▶ [QUOTED PASSAGE]:
************
During a National Assembly committee briefing on Tuesday, the Department of Basic Education data revealed that at least 400 000 children who started Grade 1 in 2011(1 177 089) did not make it to Grade 12 (775 630) in 2022.
Numbers reported for dropout rates in 2021, when Basic Education Deputy Minister Reginah Mhaule briefed the National Council of Provinces (NCOP), showed that at least 200 000 had dropped out of school.
In the same year, the National Income Dynamics Study –Coronavirus Rapid Mobile Survey (Nids-Cram) study indicated that an additional 500 000 pupils, aged 7 to 17, dropped out of school during the pandemic, increasing from 230 000 pre-pandemic.
Zero Dropout Campaign Director, Merle Mansfield said they had long advocated for “regular and robust research” to monitor and address dropout rates.
“In our experience, dropout is rarely the result of a single event or issue but rather an intersection of socio-economic push and pull factors such as social injustices, education-related access and expenses, and/or domestic difficulties that force learners out of school. Our education system would benefit hugely from collecting accurate, detailed, and regular information about schools and learners. Collecting the right types of data over time can help us to better understand the needs in our education system, design better policy and programming, and track both learner and policy progress. One of the key improvements in data management Zero Dropout Campaign is currently advocating is the implementation of unique learner identifying numbers that would allow longitudinal tracking of a learners’ journey through school,” she said.
************
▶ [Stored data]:
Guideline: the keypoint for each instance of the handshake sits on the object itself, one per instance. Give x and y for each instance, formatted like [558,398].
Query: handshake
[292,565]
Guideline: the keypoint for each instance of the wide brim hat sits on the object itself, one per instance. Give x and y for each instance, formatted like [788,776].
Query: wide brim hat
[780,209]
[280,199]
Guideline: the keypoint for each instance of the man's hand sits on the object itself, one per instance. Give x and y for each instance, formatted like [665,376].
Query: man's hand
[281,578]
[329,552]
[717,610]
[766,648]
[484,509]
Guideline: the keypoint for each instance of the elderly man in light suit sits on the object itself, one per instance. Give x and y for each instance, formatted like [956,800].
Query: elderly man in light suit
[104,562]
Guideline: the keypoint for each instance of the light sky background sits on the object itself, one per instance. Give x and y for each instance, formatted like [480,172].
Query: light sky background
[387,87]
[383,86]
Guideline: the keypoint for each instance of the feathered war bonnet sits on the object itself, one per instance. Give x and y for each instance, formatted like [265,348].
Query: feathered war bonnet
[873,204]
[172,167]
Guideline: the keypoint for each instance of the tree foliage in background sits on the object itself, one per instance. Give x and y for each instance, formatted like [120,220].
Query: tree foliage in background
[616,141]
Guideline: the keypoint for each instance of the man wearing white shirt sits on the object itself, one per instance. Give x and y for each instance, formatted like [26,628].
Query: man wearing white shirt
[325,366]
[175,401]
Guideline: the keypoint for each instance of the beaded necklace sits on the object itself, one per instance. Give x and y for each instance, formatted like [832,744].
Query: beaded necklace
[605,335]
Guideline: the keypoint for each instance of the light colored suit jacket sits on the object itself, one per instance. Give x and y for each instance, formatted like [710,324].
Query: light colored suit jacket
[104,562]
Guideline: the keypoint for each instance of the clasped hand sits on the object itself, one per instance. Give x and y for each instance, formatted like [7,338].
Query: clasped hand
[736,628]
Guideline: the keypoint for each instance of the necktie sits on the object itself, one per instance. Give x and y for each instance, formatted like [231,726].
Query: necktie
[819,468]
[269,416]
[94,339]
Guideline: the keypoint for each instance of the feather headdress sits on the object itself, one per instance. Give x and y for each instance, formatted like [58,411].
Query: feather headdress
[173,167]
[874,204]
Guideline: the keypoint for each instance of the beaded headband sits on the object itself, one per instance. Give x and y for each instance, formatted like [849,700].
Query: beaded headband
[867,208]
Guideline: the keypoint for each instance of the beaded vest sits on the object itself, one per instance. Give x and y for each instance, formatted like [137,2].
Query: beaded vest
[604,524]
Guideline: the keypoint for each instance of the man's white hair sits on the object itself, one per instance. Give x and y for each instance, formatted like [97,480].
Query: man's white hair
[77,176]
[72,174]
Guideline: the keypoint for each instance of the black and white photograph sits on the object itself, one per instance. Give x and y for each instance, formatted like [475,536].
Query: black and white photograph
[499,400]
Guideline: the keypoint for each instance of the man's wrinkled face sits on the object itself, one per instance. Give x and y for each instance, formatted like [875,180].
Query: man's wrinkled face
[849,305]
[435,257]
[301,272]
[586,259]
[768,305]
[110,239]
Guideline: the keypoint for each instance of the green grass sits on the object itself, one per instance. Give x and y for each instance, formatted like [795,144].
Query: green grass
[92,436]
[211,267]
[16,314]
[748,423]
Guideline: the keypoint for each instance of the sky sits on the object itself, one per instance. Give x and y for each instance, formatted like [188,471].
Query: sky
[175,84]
************
▶ [PROBLEM TO WORK ON]: In the article on school dropout, why does the Zero Dropout Campaign want unique learner identifying numbers introduced?

▶ [RESPONSE]: Such numbers would allow longitudinal tracking of a learner's journey through school. This supports the campaign's wider point that collecting the right data over time helps in understanding the education system's needs, designing better policy and programming, and tracking both learner and policy progress.